▸ Available data:
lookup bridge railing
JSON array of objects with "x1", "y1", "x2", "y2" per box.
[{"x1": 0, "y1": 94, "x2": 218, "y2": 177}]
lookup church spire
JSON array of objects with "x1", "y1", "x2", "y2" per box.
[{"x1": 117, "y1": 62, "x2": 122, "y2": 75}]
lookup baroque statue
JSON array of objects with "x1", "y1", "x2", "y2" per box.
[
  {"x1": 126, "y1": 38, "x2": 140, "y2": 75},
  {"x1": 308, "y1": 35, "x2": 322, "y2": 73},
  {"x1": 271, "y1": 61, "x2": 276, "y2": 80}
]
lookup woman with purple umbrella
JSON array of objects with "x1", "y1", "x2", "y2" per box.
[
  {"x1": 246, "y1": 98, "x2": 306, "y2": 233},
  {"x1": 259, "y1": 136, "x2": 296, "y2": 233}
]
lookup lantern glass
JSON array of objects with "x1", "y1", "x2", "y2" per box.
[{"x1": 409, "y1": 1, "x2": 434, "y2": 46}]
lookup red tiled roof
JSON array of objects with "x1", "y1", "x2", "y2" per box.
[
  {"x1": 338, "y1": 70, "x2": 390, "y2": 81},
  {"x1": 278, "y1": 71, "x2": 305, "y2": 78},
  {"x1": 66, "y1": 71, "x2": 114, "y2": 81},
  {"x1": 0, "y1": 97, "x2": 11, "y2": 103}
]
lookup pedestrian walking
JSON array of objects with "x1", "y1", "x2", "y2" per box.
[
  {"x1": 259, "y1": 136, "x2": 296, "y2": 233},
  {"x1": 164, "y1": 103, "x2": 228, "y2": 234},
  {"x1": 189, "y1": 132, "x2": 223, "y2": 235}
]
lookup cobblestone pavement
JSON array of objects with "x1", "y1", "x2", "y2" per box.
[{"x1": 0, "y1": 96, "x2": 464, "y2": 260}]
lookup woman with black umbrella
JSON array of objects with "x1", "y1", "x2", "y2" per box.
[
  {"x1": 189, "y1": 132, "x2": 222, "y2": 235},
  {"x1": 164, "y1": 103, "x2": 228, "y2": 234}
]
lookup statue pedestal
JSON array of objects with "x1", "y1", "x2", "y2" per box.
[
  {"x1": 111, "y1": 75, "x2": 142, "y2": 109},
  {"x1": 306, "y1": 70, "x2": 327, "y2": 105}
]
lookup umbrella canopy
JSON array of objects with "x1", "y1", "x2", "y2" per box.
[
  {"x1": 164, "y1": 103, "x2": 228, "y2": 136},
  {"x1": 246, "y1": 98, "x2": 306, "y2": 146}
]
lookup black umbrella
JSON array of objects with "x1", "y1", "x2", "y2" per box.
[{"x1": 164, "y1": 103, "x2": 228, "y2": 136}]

▸ What is asked: Return all of the data above line by line, copying each one verbatim and keeping the original order.

▸ In response:
lookup bridge railing
JSON array of objects with "x1", "y1", "x2", "y2" per box.
[{"x1": 0, "y1": 94, "x2": 218, "y2": 177}]
lookup church spire
JSON array of objects with "x1", "y1", "x2", "y2" per box.
[{"x1": 117, "y1": 62, "x2": 122, "y2": 75}]
lookup baroque statue
JSON array of objects with "x1", "y1", "x2", "y2" per box.
[
  {"x1": 126, "y1": 38, "x2": 140, "y2": 75},
  {"x1": 308, "y1": 35, "x2": 322, "y2": 73},
  {"x1": 271, "y1": 61, "x2": 276, "y2": 80}
]
lookup woman with purple umbrella
JSON array of objects with "x1", "y1", "x2", "y2" per box.
[
  {"x1": 246, "y1": 98, "x2": 306, "y2": 233},
  {"x1": 259, "y1": 136, "x2": 296, "y2": 233}
]
lookup lantern glass
JSON array of objects with "x1", "y1", "x2", "y2" per box.
[{"x1": 409, "y1": 1, "x2": 434, "y2": 46}]
lookup red tiled roof
JSON array of objects with "x1", "y1", "x2", "y2" per box.
[
  {"x1": 338, "y1": 70, "x2": 390, "y2": 81},
  {"x1": 278, "y1": 71, "x2": 305, "y2": 78},
  {"x1": 66, "y1": 71, "x2": 114, "y2": 81},
  {"x1": 0, "y1": 97, "x2": 11, "y2": 103}
]
lookup pedestrian walking
JSON array of objects with "x1", "y1", "x2", "y2" per box.
[
  {"x1": 259, "y1": 136, "x2": 296, "y2": 233},
  {"x1": 164, "y1": 103, "x2": 228, "y2": 234},
  {"x1": 189, "y1": 132, "x2": 223, "y2": 235}
]
lookup cobblestone pavement
JSON array of objects with "x1", "y1", "x2", "y2" per box.
[{"x1": 0, "y1": 96, "x2": 464, "y2": 260}]
lookup woman with black umbrella
JSON array of objects with "x1", "y1", "x2", "y2" per box.
[
  {"x1": 189, "y1": 132, "x2": 222, "y2": 235},
  {"x1": 164, "y1": 103, "x2": 228, "y2": 234}
]
lookup statue pedestal
JSON array of objects with "x1", "y1", "x2", "y2" per box.
[
  {"x1": 111, "y1": 75, "x2": 142, "y2": 109},
  {"x1": 306, "y1": 70, "x2": 327, "y2": 105}
]
lookup umbrella canopy
JSON array of objects with "x1", "y1", "x2", "y2" per box.
[
  {"x1": 164, "y1": 103, "x2": 228, "y2": 136},
  {"x1": 246, "y1": 98, "x2": 306, "y2": 146}
]
lookup black umbrella
JSON array of objects with "x1", "y1", "x2", "y2" per box.
[{"x1": 164, "y1": 103, "x2": 228, "y2": 136}]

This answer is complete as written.